GOAL — Update everything in the listing from the line containing "Objective: a point on each instance of the overhead" down to the listing's final line by swapping each "Objective" for "Goal" and leaving all else unchanged. Return only those lines.

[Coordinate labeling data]
○ ○ ○

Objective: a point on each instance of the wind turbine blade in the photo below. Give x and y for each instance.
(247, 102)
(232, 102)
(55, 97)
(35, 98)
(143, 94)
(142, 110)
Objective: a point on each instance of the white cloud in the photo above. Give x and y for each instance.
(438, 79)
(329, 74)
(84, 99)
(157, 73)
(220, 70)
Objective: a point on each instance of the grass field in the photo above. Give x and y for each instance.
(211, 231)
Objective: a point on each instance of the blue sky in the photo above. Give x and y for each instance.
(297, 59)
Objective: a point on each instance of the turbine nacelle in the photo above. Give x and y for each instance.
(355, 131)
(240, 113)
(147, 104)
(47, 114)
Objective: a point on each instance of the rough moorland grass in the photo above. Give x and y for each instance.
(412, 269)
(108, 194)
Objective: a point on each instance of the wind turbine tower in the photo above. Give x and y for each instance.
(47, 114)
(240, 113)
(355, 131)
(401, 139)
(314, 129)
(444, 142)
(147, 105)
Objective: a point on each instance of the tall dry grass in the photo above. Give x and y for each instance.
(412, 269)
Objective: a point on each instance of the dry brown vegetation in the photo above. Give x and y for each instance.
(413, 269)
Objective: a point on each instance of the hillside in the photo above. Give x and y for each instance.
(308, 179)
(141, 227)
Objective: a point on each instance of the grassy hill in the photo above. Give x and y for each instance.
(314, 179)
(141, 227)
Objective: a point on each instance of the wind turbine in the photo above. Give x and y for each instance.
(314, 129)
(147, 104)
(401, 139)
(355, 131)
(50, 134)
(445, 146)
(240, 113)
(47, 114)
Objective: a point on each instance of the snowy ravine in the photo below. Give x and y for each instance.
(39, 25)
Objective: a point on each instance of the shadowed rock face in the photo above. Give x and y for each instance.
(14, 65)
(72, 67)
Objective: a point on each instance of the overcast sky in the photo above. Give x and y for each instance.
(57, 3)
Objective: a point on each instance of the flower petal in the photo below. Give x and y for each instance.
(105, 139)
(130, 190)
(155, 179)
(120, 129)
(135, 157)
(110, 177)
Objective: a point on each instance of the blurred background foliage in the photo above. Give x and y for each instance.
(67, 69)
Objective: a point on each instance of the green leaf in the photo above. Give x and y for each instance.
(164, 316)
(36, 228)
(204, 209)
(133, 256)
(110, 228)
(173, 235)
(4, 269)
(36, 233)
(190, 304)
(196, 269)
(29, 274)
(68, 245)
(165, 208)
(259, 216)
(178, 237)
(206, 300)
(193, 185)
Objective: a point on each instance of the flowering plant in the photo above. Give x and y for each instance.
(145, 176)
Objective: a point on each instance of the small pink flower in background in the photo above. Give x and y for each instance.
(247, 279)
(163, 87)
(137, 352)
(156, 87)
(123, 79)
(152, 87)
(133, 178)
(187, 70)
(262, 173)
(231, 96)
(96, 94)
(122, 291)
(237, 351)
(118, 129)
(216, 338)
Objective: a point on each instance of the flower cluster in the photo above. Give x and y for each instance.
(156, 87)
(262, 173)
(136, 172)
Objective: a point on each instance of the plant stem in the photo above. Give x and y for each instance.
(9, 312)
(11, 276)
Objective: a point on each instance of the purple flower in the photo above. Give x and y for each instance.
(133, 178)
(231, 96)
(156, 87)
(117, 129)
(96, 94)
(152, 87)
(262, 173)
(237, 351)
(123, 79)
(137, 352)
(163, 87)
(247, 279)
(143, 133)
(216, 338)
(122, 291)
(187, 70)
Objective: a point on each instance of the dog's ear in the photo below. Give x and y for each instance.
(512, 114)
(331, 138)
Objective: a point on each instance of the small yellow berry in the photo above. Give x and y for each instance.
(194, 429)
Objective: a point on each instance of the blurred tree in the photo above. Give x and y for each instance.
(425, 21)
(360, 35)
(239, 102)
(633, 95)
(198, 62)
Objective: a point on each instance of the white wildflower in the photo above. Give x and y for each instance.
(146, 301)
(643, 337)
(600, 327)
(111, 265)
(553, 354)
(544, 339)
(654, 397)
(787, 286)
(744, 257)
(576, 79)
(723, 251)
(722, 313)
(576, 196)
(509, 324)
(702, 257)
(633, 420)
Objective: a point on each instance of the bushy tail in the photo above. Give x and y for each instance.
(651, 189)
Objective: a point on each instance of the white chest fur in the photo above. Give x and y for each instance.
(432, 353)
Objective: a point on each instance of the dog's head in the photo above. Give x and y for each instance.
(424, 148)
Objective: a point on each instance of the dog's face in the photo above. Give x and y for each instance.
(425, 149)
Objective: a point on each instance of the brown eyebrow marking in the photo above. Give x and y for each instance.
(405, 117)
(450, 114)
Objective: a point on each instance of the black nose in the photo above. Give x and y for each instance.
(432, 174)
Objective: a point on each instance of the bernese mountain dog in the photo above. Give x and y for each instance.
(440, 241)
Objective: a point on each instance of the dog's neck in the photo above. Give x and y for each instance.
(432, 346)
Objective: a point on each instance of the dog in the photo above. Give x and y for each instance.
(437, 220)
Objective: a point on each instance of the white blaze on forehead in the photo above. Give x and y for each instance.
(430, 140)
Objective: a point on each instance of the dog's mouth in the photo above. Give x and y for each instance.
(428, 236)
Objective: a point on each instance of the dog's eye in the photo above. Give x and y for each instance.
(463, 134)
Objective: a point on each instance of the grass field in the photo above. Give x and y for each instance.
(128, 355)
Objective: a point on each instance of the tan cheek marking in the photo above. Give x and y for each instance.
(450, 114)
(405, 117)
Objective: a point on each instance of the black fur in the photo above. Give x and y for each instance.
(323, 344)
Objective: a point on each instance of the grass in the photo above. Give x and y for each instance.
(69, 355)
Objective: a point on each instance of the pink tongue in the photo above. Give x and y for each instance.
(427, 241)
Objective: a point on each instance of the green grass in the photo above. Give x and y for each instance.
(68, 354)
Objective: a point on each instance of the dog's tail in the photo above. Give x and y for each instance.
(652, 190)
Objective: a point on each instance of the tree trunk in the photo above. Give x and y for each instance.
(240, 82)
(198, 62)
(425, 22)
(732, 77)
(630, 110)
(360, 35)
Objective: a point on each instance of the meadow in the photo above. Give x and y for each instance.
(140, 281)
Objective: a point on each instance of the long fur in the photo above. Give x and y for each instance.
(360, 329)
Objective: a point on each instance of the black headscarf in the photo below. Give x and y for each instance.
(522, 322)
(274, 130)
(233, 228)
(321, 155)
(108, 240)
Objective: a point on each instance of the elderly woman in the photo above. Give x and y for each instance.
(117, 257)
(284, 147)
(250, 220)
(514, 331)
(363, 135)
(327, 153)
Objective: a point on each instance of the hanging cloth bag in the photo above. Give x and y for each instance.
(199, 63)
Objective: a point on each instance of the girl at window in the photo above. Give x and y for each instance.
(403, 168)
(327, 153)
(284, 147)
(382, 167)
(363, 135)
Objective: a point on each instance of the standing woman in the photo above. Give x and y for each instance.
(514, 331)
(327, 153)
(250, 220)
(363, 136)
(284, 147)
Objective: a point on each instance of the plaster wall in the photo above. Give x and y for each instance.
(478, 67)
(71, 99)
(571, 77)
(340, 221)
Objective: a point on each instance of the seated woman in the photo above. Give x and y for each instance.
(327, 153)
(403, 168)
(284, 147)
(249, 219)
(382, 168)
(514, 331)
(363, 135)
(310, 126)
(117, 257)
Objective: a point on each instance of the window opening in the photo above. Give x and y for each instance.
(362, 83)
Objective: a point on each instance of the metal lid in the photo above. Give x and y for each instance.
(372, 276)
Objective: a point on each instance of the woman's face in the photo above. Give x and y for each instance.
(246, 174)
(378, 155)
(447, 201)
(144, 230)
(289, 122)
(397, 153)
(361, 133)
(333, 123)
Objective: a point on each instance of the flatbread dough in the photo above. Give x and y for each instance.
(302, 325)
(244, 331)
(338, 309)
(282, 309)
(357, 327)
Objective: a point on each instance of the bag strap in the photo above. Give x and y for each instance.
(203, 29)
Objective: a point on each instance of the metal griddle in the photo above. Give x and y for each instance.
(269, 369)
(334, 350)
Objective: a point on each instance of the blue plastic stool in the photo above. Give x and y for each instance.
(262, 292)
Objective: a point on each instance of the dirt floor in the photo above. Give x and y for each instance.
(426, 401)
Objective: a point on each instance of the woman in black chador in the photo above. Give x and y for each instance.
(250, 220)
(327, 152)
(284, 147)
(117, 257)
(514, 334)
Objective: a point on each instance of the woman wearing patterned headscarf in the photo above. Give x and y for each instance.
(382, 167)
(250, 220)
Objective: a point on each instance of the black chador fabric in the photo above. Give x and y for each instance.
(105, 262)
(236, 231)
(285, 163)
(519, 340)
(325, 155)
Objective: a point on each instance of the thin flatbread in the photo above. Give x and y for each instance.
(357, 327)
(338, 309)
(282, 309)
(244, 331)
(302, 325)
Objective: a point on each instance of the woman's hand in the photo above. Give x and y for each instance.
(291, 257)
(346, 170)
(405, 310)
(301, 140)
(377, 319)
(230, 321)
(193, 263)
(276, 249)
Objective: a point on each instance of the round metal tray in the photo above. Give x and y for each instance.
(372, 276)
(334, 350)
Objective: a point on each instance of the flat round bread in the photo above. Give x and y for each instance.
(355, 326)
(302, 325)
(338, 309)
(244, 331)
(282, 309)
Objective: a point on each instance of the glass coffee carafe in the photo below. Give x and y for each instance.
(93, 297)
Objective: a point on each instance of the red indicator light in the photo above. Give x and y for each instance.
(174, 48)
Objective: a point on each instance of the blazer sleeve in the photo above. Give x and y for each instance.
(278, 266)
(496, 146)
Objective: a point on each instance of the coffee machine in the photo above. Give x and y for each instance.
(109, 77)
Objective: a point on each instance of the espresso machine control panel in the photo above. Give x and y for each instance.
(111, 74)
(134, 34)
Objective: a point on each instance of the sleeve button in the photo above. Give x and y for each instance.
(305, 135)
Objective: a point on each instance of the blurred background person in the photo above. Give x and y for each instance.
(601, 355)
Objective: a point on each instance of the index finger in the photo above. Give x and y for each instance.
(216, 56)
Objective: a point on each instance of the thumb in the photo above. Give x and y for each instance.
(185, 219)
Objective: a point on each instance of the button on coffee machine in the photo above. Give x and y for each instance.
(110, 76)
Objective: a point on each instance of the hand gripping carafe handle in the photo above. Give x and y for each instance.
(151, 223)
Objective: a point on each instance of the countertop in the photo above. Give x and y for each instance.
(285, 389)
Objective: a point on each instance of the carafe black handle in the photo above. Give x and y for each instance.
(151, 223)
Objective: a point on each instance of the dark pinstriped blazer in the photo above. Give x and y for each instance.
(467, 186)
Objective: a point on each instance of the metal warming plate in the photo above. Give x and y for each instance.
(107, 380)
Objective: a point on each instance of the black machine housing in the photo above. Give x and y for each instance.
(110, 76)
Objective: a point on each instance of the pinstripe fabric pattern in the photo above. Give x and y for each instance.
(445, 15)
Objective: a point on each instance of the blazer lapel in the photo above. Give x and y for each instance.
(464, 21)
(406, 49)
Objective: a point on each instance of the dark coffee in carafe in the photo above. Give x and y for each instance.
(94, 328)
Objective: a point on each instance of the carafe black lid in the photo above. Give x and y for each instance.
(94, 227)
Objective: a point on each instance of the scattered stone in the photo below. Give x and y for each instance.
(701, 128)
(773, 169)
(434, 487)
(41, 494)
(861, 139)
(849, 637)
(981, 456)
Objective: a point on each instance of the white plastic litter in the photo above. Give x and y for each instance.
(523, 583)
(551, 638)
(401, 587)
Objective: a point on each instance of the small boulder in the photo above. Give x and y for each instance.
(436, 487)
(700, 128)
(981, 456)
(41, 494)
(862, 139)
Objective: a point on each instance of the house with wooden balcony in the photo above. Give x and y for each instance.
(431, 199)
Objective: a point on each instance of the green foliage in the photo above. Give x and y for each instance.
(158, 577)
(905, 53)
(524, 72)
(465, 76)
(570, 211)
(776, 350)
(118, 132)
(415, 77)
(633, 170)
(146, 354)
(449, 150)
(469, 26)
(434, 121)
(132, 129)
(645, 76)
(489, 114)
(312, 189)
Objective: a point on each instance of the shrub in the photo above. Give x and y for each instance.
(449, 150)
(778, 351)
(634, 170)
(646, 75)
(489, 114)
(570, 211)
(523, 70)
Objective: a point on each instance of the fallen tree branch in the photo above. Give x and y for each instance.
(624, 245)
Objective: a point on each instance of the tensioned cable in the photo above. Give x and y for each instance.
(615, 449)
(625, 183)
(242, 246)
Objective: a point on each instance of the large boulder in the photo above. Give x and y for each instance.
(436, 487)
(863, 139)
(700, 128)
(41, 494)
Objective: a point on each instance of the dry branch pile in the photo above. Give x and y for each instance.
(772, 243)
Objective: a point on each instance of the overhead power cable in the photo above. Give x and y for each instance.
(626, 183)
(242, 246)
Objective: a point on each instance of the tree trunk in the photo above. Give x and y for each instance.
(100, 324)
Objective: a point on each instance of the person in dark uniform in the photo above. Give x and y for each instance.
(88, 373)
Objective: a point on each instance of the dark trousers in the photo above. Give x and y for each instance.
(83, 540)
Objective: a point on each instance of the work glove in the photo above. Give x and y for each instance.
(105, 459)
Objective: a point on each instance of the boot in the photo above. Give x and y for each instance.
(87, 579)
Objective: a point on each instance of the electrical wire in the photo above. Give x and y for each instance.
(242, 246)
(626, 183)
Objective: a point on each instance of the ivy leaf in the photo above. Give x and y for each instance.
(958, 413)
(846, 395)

○ ○ ○

EXERCISE OUTPUT —
Goal: a point on each instance of the overhead power cable in the photo above. Give x and y for each instance.
(626, 183)
(242, 246)
Goal: a point on each instance of the tree trunk in the photo above. Give x and y for each instance.
(100, 324)
Goal: a point on each instance of the person in dark uniform in the photo above. Give x and y for each instance.
(88, 373)
Goal: a point on each instance of the dark trousers in the photo above. Give x and y for each instance.
(83, 540)
Goal: a point on each instance of the work glove in the photo above. Give x and y for each instance.
(105, 459)
Goal: a point on each instance of the boot in the photo above. Give x and y for each instance.
(87, 579)
Goal: a point on each instance of the electrical wire in the photo above. Give x and y for each instance.
(242, 246)
(626, 183)
Goal: a point on each instance of the ivy leaf in the photo above. Give x and y for each instance.
(958, 413)
(846, 395)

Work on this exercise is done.